Work request: Leaving every image behind, reproduce the records word for word.

Stored items from a collection:
[Start of Attachment]

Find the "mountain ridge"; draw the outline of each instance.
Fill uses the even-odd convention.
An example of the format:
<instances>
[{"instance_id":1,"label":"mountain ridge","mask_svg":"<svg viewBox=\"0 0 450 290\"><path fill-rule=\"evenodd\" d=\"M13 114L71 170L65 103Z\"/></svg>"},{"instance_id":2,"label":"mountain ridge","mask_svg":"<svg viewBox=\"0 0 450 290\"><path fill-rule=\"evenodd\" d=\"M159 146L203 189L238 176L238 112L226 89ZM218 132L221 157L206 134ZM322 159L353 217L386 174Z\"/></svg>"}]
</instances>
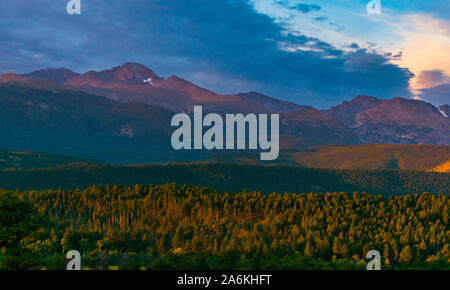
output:
<instances>
[{"instance_id":1,"label":"mountain ridge","mask_svg":"<svg viewBox=\"0 0 450 290\"><path fill-rule=\"evenodd\" d=\"M79 112L81 124L85 124L83 125L85 131L94 130L89 129L89 124L106 124L105 120L108 120L109 135L122 136L126 138L125 140L129 140L127 145L129 148L127 146L120 148L118 144L114 145L115 148L126 150L128 153L125 155L131 156L137 148L140 148L139 150L143 148L142 144L136 145L136 143L142 142L142 140L138 140L140 137L137 136L145 139L145 136L142 135L143 132L147 132L145 134L148 136L159 134L161 140L165 140L165 146L170 146L168 144L172 129L170 115L180 112L191 114L196 105L203 106L205 114L280 114L280 148L282 150L322 145L370 143L450 145L450 121L447 117L450 107L448 105L435 107L418 100L403 98L384 100L360 95L328 110L318 110L257 92L233 95L217 94L176 75L165 79L158 76L153 70L137 63L125 63L109 70L88 71L84 74L73 73L67 69L44 69L25 75L4 74L0 75L0 84L0 113L10 116L9 120L4 120L4 130L9 132L8 127L19 129L19 131L10 132L9 137L6 138L10 141L10 145L18 146L9 146L8 148L38 151L46 149L45 146L43 148L41 148L42 146L26 147L33 144L33 141L27 140L25 133L19 138L19 133L22 130L28 132L29 136L39 138L47 136L51 132L55 133L50 130L54 128L50 121L52 118L53 122L66 124L67 128L72 128L70 130L74 130L75 134L79 128L77 129L71 122L67 122L65 119L67 116L61 115L62 112L70 110L71 118L75 118L75 111ZM33 94L39 95L39 99L30 100L29 95ZM45 99L46 95L47 99ZM59 102L66 98L68 98L66 107L61 107ZM75 101L74 98L78 101ZM108 100L111 102L110 105L101 105ZM79 106L77 102L83 106ZM15 106L16 115L11 115L8 111L11 110L9 106L12 103ZM120 112L120 115L112 113L111 108L115 108L116 113ZM136 114L142 119L139 119L141 117L136 119L134 116ZM154 117L150 117L150 115ZM18 116L24 116L25 120L34 124L34 127L26 127L23 121L17 118ZM165 117L157 120L159 118L157 116ZM151 122L144 124L144 120L151 120ZM158 124L157 127L154 127L155 124ZM35 135L36 132L30 128L34 128L36 132L41 132L40 134L43 135ZM93 128L98 129L95 126ZM102 130L97 133L104 134ZM164 132L163 135L157 133L158 130ZM57 130L58 134L70 133L68 130L66 131L63 128ZM78 132L75 135L80 134ZM14 138L11 136L19 139L13 140ZM71 136L71 138L73 137ZM58 138L58 136L55 135L52 138ZM22 143L19 140L22 140ZM3 142L4 145L8 145L5 142ZM53 142L54 145L56 143ZM154 143L150 142L150 144ZM161 146L157 148L162 150ZM169 154L170 150L167 151L169 148L167 147L161 152ZM81 153L83 152L86 151ZM153 155L163 156L161 152L154 152ZM62 153L71 152L63 150ZM207 152L207 154L209 153ZM80 156L97 157L83 154ZM174 160L172 154L169 155L167 156L168 160L165 161ZM102 156L96 159L111 161ZM138 158L135 160L127 157L115 161L148 162L151 160L153 159Z\"/></svg>"}]
</instances>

[End of Attachment]

Solution to this exercise:
Find the "mountain ridge"; draw the outline of each instance.
Fill uses the even-odd convention.
An example of the format:
<instances>
[{"instance_id":1,"label":"mountain ridge","mask_svg":"<svg viewBox=\"0 0 450 290\"><path fill-rule=\"evenodd\" d=\"M13 114L71 170L65 103Z\"/></svg>"},{"instance_id":2,"label":"mountain ridge","mask_svg":"<svg viewBox=\"0 0 450 290\"><path fill-rule=\"evenodd\" d=\"M159 146L203 189L238 176L238 112L226 89ZM218 132L221 157L206 134ZM322 159L353 217L386 174Z\"/></svg>"}]
</instances>
output:
<instances>
[{"instance_id":1,"label":"mountain ridge","mask_svg":"<svg viewBox=\"0 0 450 290\"><path fill-rule=\"evenodd\" d=\"M79 112L81 124L85 124L83 125L85 131L94 130L89 129L89 124L106 124L105 120L108 120L109 135L122 136L126 138L125 140L129 140L127 145L129 148L127 146L120 148L118 144L114 145L115 148L126 150L128 153L125 155L131 156L137 148L140 148L139 150L143 148L142 144L136 145L136 143L142 142L142 140L138 140L140 137L137 136L145 139L145 136L142 135L143 132L147 132L145 134L148 136L159 134L161 140L165 140L165 146L170 146L168 144L172 129L170 115L180 112L191 114L196 105L203 106L205 114L280 114L280 148L282 150L322 145L370 143L450 145L450 121L447 117L450 107L448 105L435 107L418 100L403 98L384 100L360 95L328 110L318 110L257 92L233 95L217 94L176 75L165 79L158 76L153 70L137 63L125 63L109 70L88 71L84 74L73 73L67 69L44 69L25 75L4 74L0 75L0 84L0 113L10 116L9 120L4 120L4 130L9 132L8 127L19 129L19 131L10 132L9 137L6 138L10 141L10 145L18 146L9 146L8 148L38 151L46 149L45 146L43 148L41 148L42 146L26 147L33 144L33 141L27 140L25 133L19 138L19 133L22 130L28 132L29 136L39 138L47 136L51 132L55 133L50 130L54 128L50 121L52 118L53 122L66 124L67 128L72 128L70 130L74 130L75 134L79 128L77 129L71 122L67 122L65 119L67 116L61 115L62 112L70 110L71 118L75 118L75 111ZM33 94L39 95L39 99L30 100L29 95ZM45 99L46 95L47 99ZM59 102L66 98L68 98L66 107L61 107ZM75 101L74 98L78 101ZM108 100L111 102L110 105L101 105ZM79 106L77 102L83 106ZM15 106L16 115L11 115L8 111L11 110L9 106L12 103ZM120 112L120 115L112 113L111 108L115 108L116 113ZM136 114L142 119L139 119L141 117L136 119L134 116ZM154 117L150 117L150 115ZM18 116L24 116L25 120L34 124L34 127L26 127L23 121L17 118ZM165 117L157 120L159 118L157 116ZM151 122L144 124L144 120L151 120ZM158 124L157 127L154 127L155 124ZM35 135L36 132L30 128L34 128L36 132L41 132L40 134L43 135ZM93 128L98 129L95 126ZM102 130L97 133L104 134ZM164 132L163 135L157 133L158 130ZM57 130L58 134L70 133L68 130L66 131L63 128ZM78 132L75 135L80 134ZM14 138L11 136L19 139L13 140ZM71 136L71 138L73 137ZM58 138L58 136L55 135L52 138ZM22 143L19 140L22 140ZM3 142L4 145L8 145L5 142ZM53 142L54 145L56 143ZM154 143L150 142L150 144ZM161 146L157 148L162 150ZM169 154L170 150L167 151L169 148L167 147L161 152ZM81 153L83 152L86 151ZM153 155L163 156L161 152L154 152ZM62 153L71 152L63 150ZM207 152L207 154L209 153ZM80 156L97 157L83 154ZM174 160L172 154L169 155L167 156L168 160L165 161ZM102 156L96 159L111 161ZM138 158L135 160L127 157L115 161L148 162L151 160L153 159Z\"/></svg>"}]
</instances>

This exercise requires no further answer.